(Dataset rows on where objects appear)
------------------------------------------------------------------------

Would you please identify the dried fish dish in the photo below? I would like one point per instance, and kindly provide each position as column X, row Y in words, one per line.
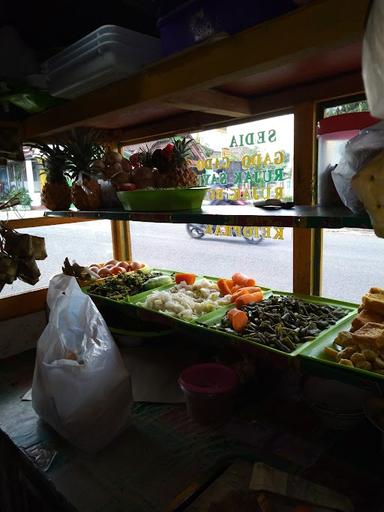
column 284, row 322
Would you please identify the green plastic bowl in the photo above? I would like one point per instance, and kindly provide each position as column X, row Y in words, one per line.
column 166, row 199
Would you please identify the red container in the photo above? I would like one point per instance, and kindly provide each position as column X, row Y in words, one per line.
column 209, row 391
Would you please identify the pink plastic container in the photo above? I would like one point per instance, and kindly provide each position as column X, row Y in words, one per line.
column 333, row 134
column 209, row 391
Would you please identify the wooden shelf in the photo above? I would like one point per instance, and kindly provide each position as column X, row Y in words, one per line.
column 297, row 217
column 266, row 68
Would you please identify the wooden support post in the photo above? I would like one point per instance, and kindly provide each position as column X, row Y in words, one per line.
column 121, row 233
column 304, row 173
column 121, row 240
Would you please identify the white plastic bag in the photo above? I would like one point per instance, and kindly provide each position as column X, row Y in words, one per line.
column 358, row 151
column 81, row 386
column 373, row 59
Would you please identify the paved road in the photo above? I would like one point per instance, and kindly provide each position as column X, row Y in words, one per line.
column 353, row 260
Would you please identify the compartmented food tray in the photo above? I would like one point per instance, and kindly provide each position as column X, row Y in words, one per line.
column 117, row 312
column 137, row 301
column 212, row 319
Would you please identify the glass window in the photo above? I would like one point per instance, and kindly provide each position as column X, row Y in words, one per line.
column 352, row 258
column 352, row 263
column 84, row 242
column 241, row 164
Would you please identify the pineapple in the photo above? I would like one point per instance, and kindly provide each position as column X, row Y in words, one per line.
column 142, row 174
column 174, row 170
column 56, row 194
column 86, row 195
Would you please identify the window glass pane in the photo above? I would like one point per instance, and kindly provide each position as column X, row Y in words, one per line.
column 352, row 263
column 84, row 242
column 352, row 258
column 241, row 164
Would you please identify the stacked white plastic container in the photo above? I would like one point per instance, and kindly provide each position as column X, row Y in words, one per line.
column 106, row 55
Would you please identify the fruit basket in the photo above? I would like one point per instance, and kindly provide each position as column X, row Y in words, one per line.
column 168, row 199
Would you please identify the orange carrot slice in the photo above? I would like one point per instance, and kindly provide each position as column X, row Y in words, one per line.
column 188, row 278
column 232, row 312
column 229, row 283
column 223, row 287
column 243, row 280
column 247, row 299
column 239, row 321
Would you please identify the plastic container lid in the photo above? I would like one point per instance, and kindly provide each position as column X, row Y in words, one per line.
column 109, row 33
column 208, row 379
column 345, row 122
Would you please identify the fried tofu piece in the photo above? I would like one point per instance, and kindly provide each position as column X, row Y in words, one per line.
column 374, row 302
column 370, row 335
column 364, row 317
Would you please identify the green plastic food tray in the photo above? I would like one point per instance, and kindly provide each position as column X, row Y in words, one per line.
column 173, row 320
column 117, row 312
column 168, row 199
column 213, row 318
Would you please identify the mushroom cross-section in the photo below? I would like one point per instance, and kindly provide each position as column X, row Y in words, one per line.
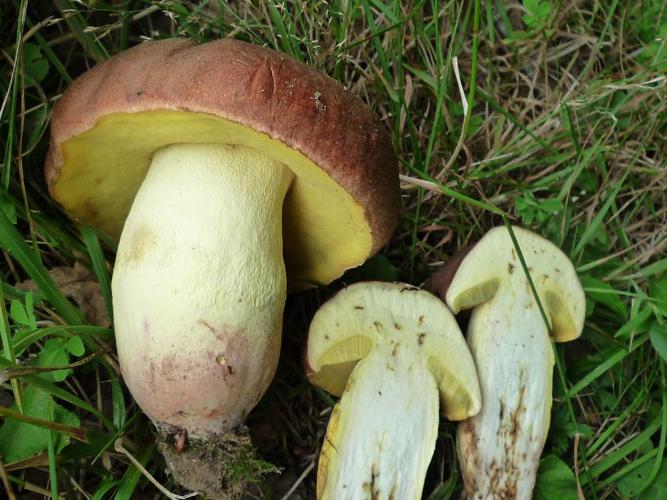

------------------------------------------------------------------------

§ WHAT THE EXERCISE ASKS
In every one of the rows above, swap "Would you please identify" for "Could you please locate" and keep everything else as it is. Omit the pictures from your version.

§ SOLUTION FOR THIS PROBLEM
Could you please locate the dried fish dish in the photo below? I would like one point per instance, and kindly provide each position as column X, row Y in words, one per line.
column 284, row 322
Could you please locate the green plastic bowl in the photo above? I would like one point per instance, and kindly provide each position as column X, row Y in words, one per line.
column 166, row 199
Could you please locate the red container in the photo above? I would like one point per instance, and kindly provide each position as column X, row Y in words, one per line.
column 209, row 391
Could you please locate the pink plastic container in the photo above? I would like one point per instance, and kindly provide each position as column X, row Y in words, one per line.
column 333, row 134
column 209, row 391
Could you please locate the wooden shelf in the photo above? I would like one point per instance, and kindly provide each position as column X, row Y in words, one per line.
column 297, row 217
column 266, row 68
Could you please locate the wooden support post in the photo above? I would like one point per instance, and kindly provide each position as column X, row Y in words, one per line.
column 121, row 233
column 304, row 173
column 121, row 240
Could you please locate the white plastic bag in the photo above? I would like one point per instance, and kindly provide each position as column X, row Y in words, one per line.
column 358, row 151
column 81, row 386
column 373, row 59
Could you please locate the paved road in the photo above? I would like one point per instance, and kindly provide each position as column X, row Y in words, one per line.
column 353, row 260
Could you please locate the compartmented food tray in the photo above? I would like one point per instance, and kindly provide each position as column X, row Y in words, one per line.
column 117, row 312
column 137, row 301
column 212, row 319
Could you please locate the glass window in the photo above? I would like one point per instance, and kindly provide each position as column X, row Y in words, one per line.
column 352, row 258
column 352, row 263
column 84, row 242
column 241, row 164
Could you please locate the pineapple in the photo above? I would like one point per instance, and kindly provide each position as column X, row Y in words, one per line.
column 142, row 174
column 174, row 170
column 56, row 194
column 86, row 195
Could you please locate the window glass pane in the photo above? I would like one point per instance, and kindly provide each position as column X, row Y in words, one per line.
column 352, row 263
column 84, row 242
column 352, row 258
column 241, row 164
Could you please locate the stacked white plastic container in the photo above? I would like one point per instance, and kindly provide each position as column X, row Y in words, one per line.
column 106, row 55
Could you please locate the fruit basket in the photo above? I would like one point per instance, and kindly provide each position as column X, row Y in words, one per line.
column 168, row 199
Could you please locate the orange carrot slice in the photo above? I would like one point per instance, and kindly provide each position as column X, row Y in words, one per line.
column 188, row 278
column 232, row 312
column 229, row 283
column 223, row 287
column 243, row 280
column 247, row 299
column 239, row 321
Could you please locate the plastic container lid in the photo above? I would like one point per instance, and kindly provide each position as column X, row Y in words, one per line.
column 109, row 33
column 208, row 379
column 345, row 122
Could you please locate the fried tofu piece in the photo above? I would like one point per instance, and kindly provide each position as column X, row Y in words, one per line.
column 374, row 302
column 370, row 335
column 364, row 317
Could you please locate the green plastic food tray in the photo above? I would like one point per instance, and kindly provide each position as column X, row Y in words, one per line.
column 173, row 320
column 117, row 312
column 168, row 199
column 213, row 318
Could you please locate the mushroom cross-section in the photo below? I would like one point per instance, and kindly provide each position as column X, row Y in words, one per line.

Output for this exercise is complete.